[Coordinate annotation rows]
>>>

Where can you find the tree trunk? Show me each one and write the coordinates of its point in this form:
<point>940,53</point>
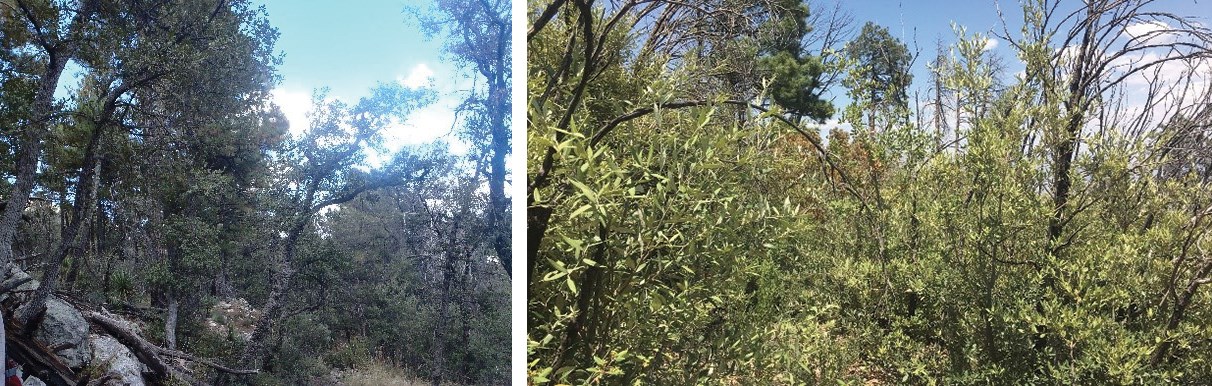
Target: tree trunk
<point>86,188</point>
<point>170,324</point>
<point>442,314</point>
<point>30,140</point>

<<<

→ WHAT THE TASK ASKS: Copy every row above word for word, leaving out the pictures.

→ PROBLEM SOLUTION:
Where can you find the tree trunk? Show me each one and write the coordinates of its point in this form:
<point>940,53</point>
Target: tree trunk
<point>86,188</point>
<point>170,324</point>
<point>442,314</point>
<point>30,140</point>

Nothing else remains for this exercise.